Requirements: List each line in the records below that contains the word "slice".

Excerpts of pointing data
================================

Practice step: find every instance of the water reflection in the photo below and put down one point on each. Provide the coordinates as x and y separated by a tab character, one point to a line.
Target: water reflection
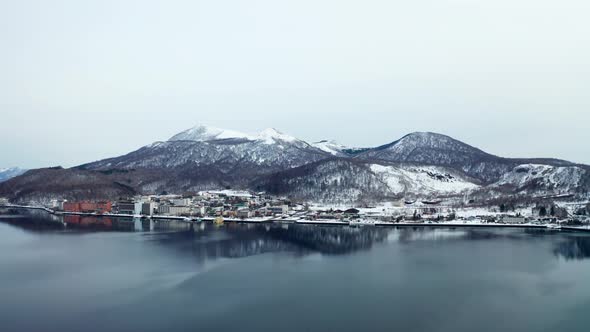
574	247
207	241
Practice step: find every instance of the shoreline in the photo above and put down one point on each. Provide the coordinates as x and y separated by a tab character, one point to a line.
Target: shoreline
308	222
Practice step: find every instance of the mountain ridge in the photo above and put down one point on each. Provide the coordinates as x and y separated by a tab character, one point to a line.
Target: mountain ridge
417	164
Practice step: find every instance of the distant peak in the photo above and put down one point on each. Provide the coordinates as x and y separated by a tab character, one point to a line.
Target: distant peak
271	135
203	133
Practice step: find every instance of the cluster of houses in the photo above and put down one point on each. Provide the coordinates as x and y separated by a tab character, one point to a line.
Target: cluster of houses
225	203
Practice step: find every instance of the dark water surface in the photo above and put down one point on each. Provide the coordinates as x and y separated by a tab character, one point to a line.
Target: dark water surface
97	275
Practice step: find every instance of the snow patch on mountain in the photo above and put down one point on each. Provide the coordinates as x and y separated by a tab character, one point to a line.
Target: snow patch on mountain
423	179
271	136
206	133
535	176
330	147
9	173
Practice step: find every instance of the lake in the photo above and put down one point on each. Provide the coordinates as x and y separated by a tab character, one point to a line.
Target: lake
117	275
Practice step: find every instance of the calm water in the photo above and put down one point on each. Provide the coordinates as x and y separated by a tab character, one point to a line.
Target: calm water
113	276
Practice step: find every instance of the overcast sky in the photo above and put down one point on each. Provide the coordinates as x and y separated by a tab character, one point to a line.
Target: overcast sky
84	80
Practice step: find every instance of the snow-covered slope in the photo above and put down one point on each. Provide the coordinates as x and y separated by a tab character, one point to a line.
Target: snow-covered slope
9	173
346	180
206	133
543	179
267	151
441	150
425	180
331	147
421	165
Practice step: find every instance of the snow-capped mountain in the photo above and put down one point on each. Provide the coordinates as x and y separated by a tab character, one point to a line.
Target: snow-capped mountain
9	173
206	133
441	150
228	151
347	180
543	179
421	165
331	147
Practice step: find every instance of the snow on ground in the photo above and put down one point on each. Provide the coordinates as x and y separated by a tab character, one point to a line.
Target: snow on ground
206	133
330	147
563	177
427	179
271	135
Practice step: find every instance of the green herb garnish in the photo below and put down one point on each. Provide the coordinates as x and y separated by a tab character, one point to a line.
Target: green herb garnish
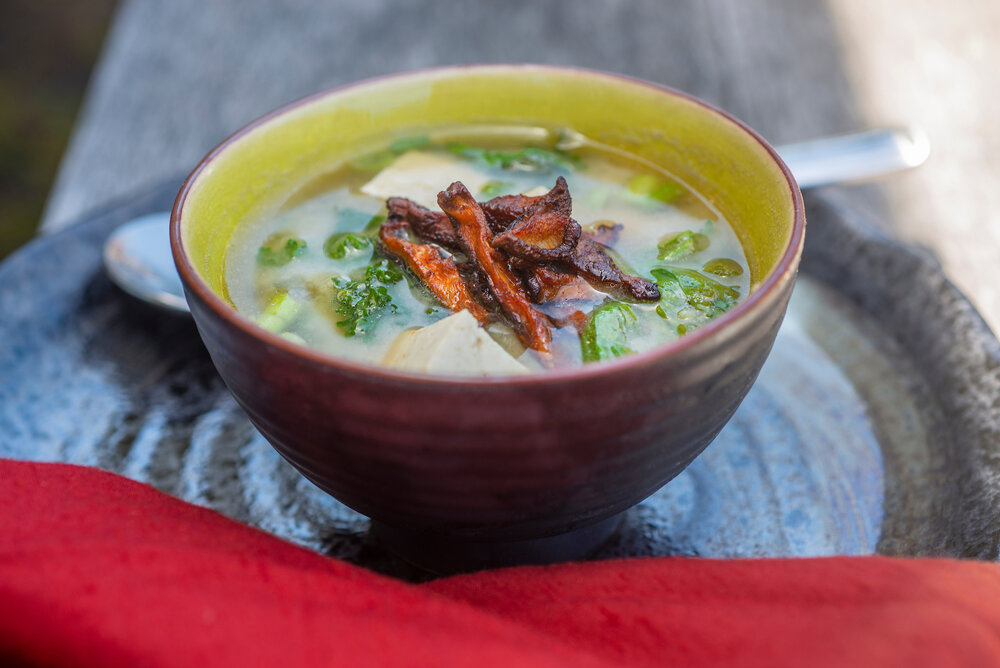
492	189
279	313
653	186
702	293
280	249
364	301
723	266
682	245
606	333
342	244
530	159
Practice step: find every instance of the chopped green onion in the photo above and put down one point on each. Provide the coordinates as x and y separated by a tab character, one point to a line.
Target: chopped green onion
722	266
364	301
653	186
682	245
606	333
279	313
702	293
279	249
340	245
530	159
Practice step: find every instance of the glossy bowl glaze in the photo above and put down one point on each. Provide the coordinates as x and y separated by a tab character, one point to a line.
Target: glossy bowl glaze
461	473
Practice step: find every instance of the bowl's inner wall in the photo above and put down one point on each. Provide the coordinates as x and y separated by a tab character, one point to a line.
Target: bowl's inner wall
258	171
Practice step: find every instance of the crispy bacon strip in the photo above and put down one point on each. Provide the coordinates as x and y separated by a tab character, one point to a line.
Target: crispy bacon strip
591	262
476	281
438	273
545	282
475	235
545	232
502	211
432	226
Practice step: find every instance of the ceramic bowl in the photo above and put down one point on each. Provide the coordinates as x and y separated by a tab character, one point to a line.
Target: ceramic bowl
464	473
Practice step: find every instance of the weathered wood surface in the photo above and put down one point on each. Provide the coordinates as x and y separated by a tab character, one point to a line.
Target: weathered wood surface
176	77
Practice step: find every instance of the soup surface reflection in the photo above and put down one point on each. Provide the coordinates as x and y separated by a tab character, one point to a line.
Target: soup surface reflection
319	273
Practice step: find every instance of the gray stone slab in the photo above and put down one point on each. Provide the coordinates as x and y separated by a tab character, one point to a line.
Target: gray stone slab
177	77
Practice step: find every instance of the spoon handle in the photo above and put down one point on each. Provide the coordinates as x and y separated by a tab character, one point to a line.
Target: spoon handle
855	157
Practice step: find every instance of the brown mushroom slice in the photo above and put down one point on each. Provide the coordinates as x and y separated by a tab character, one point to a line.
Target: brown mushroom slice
475	235
438	273
591	262
432	226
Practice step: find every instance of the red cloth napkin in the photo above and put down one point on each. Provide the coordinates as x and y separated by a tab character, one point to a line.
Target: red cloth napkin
97	570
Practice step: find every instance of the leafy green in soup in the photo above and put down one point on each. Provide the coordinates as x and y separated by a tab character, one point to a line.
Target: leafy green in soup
563	253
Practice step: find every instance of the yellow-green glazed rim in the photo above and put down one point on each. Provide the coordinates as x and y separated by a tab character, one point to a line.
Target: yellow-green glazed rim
261	166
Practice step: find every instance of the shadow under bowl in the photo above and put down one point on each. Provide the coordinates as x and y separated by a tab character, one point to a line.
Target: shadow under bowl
461	473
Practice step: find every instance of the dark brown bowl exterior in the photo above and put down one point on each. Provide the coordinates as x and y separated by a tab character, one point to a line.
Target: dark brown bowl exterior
502	461
517	463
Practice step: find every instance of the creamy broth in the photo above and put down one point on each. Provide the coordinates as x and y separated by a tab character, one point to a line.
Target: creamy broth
659	217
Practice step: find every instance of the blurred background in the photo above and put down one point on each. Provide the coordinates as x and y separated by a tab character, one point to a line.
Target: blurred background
47	51
171	79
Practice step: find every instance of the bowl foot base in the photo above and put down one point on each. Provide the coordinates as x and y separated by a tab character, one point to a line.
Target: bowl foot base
446	555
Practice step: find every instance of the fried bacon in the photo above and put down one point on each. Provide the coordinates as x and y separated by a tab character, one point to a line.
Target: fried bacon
545	232
432	226
438	273
591	262
521	251
474	236
603	232
545	282
502	211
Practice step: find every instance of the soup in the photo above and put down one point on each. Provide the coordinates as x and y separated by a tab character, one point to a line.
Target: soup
488	251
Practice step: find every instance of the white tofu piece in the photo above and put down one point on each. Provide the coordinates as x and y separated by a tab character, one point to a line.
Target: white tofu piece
456	345
419	176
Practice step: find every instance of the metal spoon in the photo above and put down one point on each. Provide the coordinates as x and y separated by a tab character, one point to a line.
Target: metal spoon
137	254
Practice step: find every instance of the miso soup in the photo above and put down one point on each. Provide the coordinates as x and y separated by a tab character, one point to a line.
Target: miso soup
558	251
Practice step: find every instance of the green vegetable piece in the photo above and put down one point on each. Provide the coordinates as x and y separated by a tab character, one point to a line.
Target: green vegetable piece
606	334
653	186
384	272
682	245
667	192
492	189
339	246
530	159
364	301
279	313
279	249
702	293
723	266
672	297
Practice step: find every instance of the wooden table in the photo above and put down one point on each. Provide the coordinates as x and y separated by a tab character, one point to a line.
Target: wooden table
176	77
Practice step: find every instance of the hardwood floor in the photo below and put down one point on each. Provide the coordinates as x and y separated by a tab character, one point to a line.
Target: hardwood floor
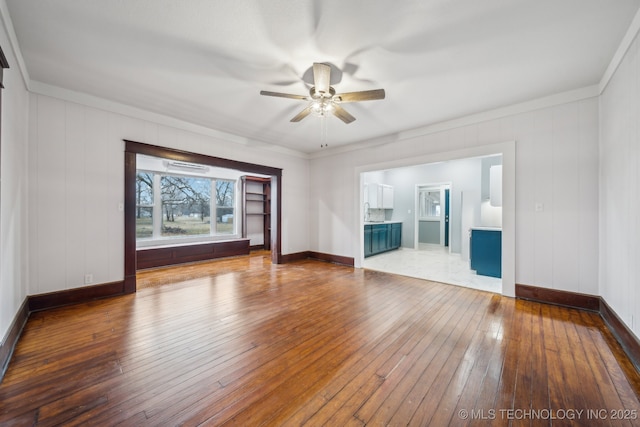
243	342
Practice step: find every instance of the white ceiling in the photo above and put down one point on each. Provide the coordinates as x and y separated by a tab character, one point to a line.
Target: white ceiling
205	61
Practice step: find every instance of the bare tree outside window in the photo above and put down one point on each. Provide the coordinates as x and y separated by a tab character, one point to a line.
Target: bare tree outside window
185	205
144	205
225	199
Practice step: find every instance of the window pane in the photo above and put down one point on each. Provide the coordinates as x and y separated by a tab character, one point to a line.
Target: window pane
144	205
144	222
224	224
225	212
185	206
144	189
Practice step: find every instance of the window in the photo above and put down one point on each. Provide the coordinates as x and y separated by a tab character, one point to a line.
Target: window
172	206
225	211
186	206
144	205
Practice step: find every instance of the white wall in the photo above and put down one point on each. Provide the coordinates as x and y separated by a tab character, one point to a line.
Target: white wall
556	165
76	164
620	190
13	174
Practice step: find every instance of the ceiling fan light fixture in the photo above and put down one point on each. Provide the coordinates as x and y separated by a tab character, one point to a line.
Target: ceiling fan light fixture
322	107
323	98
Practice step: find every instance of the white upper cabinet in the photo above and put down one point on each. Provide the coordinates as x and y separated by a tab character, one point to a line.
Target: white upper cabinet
380	196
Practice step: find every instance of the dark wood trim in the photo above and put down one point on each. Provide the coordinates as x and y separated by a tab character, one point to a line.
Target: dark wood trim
203	159
336	259
298	256
132	148
625	337
172	255
75	296
276	230
12	336
130	259
558	297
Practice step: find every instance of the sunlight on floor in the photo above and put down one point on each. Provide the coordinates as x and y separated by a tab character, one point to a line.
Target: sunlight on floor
432	262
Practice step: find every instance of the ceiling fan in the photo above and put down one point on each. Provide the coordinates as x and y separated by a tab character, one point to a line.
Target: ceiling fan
323	98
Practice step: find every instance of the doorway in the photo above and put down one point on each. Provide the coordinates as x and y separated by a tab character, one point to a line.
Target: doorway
403	174
433	214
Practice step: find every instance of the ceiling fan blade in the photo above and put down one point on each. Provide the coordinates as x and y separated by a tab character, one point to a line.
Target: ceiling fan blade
321	77
302	114
282	95
342	114
365	95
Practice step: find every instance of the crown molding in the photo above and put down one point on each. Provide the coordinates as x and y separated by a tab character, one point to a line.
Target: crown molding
13	41
622	50
161	119
523	107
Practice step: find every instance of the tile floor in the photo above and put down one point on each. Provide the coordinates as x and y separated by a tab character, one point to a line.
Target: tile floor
432	262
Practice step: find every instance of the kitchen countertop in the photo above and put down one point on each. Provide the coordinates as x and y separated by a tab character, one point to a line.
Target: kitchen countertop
381	222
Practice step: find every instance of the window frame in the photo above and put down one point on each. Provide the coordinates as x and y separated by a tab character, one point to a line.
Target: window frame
157	239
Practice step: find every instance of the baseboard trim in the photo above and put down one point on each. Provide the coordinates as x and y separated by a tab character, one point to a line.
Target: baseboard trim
76	296
10	340
558	297
625	337
298	256
335	259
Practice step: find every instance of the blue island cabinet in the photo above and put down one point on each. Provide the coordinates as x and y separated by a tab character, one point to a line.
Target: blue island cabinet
382	237
486	251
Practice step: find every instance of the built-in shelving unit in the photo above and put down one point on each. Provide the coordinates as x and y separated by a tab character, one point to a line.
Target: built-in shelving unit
256	211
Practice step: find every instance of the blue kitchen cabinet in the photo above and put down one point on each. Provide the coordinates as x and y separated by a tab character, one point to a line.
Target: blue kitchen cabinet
486	252
367	240
380	238
396	235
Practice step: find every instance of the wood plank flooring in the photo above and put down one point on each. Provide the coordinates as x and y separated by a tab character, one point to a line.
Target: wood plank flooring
243	342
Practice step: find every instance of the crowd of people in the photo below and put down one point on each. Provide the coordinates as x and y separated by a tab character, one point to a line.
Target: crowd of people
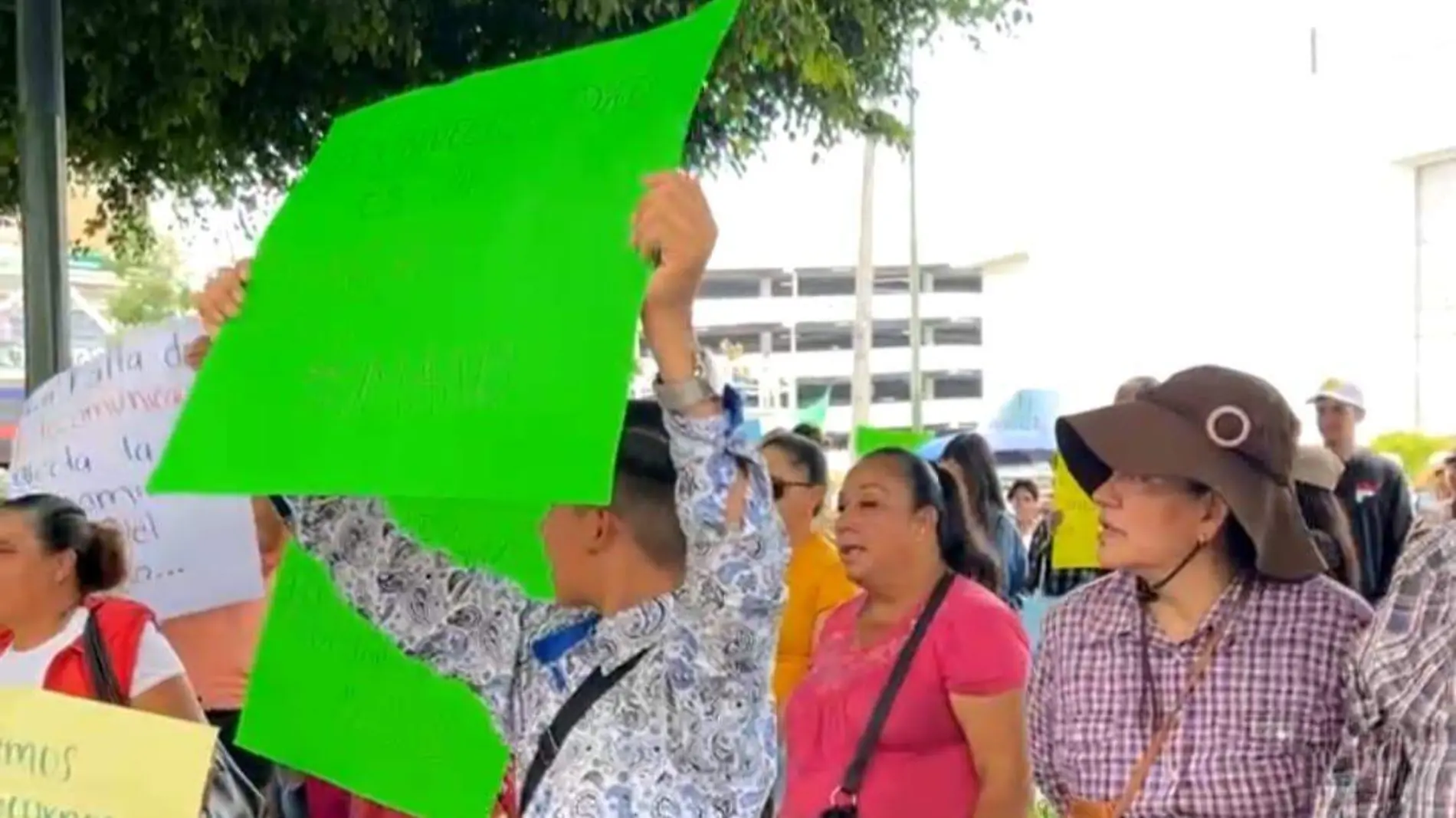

================================

Answer for the task:
Practice step: find every instance of the brown mushroom slice in the photo above and put down one point on each. Provide the coordinates as x and y separated by a tab character, one point to a line.
Target: brown mushroom slice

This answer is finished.